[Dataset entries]
START

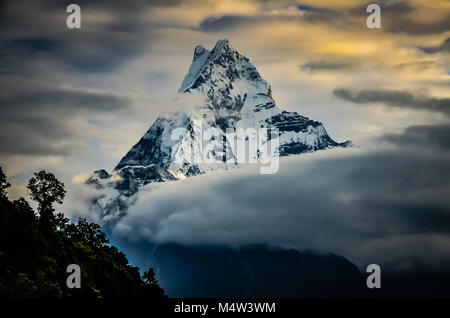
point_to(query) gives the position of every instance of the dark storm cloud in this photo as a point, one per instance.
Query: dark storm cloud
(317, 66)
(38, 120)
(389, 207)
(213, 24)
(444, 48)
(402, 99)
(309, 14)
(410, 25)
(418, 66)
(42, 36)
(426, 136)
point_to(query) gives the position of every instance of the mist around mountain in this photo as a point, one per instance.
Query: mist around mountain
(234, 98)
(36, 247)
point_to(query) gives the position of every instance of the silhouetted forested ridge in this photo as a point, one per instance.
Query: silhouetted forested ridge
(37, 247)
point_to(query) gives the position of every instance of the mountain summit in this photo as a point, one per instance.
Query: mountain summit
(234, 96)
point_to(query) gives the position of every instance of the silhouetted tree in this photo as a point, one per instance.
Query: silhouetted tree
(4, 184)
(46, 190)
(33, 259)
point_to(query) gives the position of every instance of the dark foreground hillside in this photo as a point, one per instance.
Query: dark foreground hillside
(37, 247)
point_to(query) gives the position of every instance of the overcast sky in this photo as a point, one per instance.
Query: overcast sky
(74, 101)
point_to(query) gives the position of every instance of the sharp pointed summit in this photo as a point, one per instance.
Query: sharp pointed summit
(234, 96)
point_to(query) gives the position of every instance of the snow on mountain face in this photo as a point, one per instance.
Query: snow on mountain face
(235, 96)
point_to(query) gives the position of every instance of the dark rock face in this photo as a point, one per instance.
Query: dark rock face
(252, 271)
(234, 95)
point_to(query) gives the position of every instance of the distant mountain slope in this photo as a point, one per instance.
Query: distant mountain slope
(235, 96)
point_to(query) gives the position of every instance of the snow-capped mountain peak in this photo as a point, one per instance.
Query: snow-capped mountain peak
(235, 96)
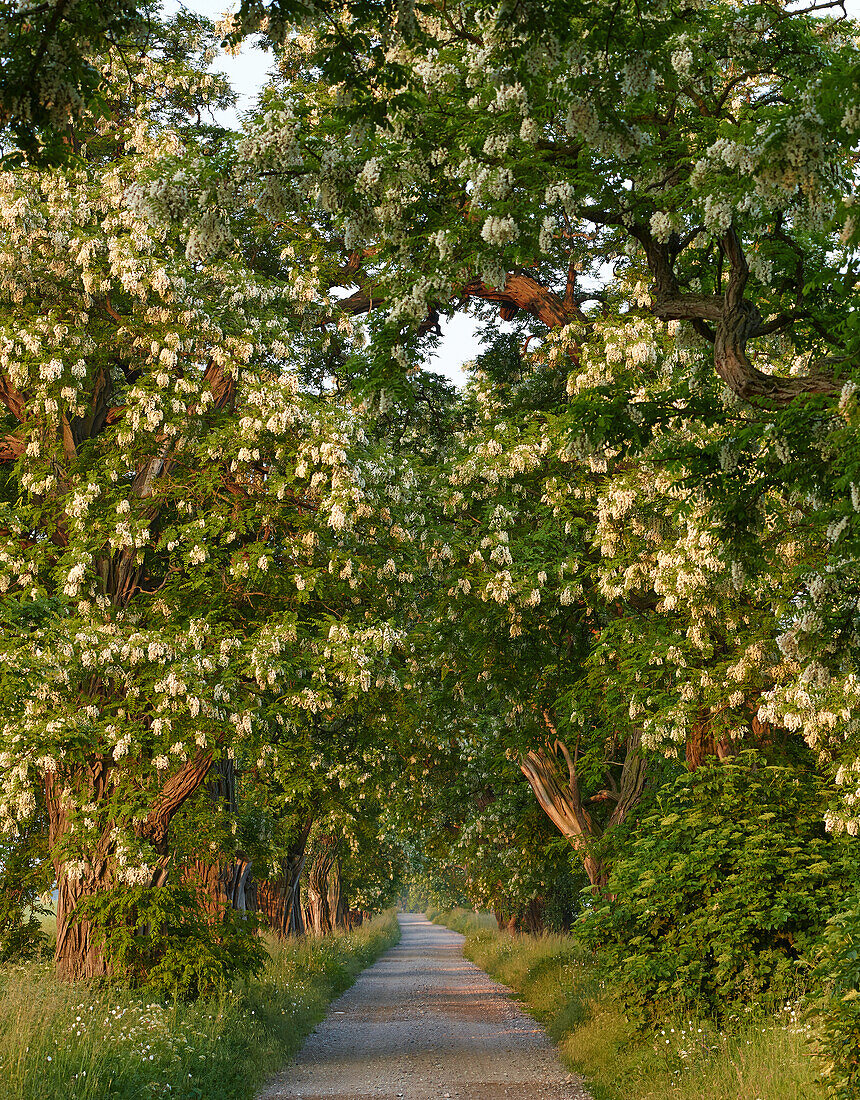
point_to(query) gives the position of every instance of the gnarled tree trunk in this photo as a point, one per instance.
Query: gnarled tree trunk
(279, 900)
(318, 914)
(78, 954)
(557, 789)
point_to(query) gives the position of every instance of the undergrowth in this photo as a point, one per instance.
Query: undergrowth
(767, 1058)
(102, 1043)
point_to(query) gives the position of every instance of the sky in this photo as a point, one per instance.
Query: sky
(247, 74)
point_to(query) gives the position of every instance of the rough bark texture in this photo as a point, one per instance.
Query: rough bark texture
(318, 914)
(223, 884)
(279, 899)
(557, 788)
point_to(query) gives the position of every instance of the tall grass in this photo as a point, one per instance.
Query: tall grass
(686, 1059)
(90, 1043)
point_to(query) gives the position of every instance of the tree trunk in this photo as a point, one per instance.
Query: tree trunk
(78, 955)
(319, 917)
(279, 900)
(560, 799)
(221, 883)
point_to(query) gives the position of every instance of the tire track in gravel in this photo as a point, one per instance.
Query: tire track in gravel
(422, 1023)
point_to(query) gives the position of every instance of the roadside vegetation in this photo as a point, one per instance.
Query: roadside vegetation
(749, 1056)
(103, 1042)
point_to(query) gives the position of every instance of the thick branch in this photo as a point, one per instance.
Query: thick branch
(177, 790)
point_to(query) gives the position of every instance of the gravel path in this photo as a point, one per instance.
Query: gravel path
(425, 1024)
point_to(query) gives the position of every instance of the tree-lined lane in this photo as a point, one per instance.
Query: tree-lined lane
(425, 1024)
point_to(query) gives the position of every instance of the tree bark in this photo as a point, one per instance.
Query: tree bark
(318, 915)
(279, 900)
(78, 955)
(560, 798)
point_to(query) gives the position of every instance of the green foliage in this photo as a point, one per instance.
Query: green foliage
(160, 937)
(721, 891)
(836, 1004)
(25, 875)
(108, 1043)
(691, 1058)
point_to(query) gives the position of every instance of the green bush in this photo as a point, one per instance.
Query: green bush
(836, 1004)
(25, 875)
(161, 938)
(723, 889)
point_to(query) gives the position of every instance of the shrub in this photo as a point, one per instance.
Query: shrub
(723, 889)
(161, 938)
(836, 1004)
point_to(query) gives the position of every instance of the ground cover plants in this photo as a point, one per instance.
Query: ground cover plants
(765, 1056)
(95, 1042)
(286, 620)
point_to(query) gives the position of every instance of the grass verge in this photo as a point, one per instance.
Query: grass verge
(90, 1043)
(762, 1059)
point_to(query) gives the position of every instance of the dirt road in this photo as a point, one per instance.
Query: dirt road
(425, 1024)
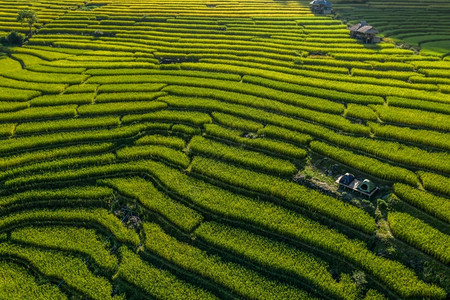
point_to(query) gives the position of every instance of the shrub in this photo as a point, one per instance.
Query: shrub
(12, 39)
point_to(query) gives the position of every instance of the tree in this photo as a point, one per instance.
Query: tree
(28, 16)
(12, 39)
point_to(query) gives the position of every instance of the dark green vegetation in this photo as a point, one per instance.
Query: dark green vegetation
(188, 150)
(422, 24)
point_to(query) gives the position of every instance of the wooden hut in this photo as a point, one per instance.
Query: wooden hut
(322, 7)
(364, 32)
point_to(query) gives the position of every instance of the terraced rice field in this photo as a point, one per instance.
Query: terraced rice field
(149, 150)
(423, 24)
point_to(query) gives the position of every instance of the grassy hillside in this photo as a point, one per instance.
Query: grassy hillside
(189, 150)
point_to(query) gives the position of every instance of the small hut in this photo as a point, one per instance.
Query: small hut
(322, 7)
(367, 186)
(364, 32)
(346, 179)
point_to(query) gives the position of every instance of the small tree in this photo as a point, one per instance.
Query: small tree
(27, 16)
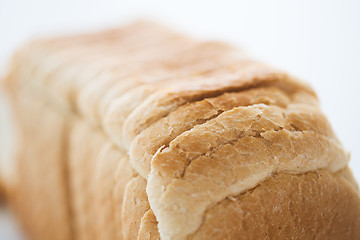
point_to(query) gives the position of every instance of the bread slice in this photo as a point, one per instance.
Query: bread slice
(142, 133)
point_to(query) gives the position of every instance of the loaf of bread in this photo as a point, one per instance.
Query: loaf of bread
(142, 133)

END

▶ [EXERCISE]
Could you reproduce the records, beginning at the line that has "of the gnarled" and stopping after the line that has "(422, 1023)", with "rough bark texture" changed to "cracked bark texture" and nothing else altered?

▶ [FINAL ANSWER]
point_to(query) gives the position of every instance of the gnarled tree trunk in this photo as a point, one per instance.
Query: gnarled tree trunk
(279, 900)
(318, 914)
(78, 954)
(557, 789)
point_to(query) gives the position of every instance of the undergrowth in this photo as a point, one per instance.
Query: undergrowth
(767, 1058)
(102, 1043)
point_to(query) gives the position of every instance of the sky in this photo as a point, one per instance.
Query: sky
(247, 74)
point_to(query) gives the position of every instance of the cracked bark texture in this photo as a point, one per instance.
Query: cracked bark texture
(318, 914)
(223, 884)
(279, 899)
(557, 788)
point_to(query) gives the position of every instance of the tall grass in this photo as a point, one per instance.
Query: tall grass
(686, 1059)
(90, 1043)
point_to(query) gives the position of every instance of the tree trunk in this photo as a point, one per instance.
Query: tree trunk
(78, 955)
(319, 917)
(279, 900)
(560, 799)
(221, 883)
point_to(query) gives the position of every instance of the tire track in gravel in this photo as a point, one per instance.
Query: tire track in gravel
(422, 1023)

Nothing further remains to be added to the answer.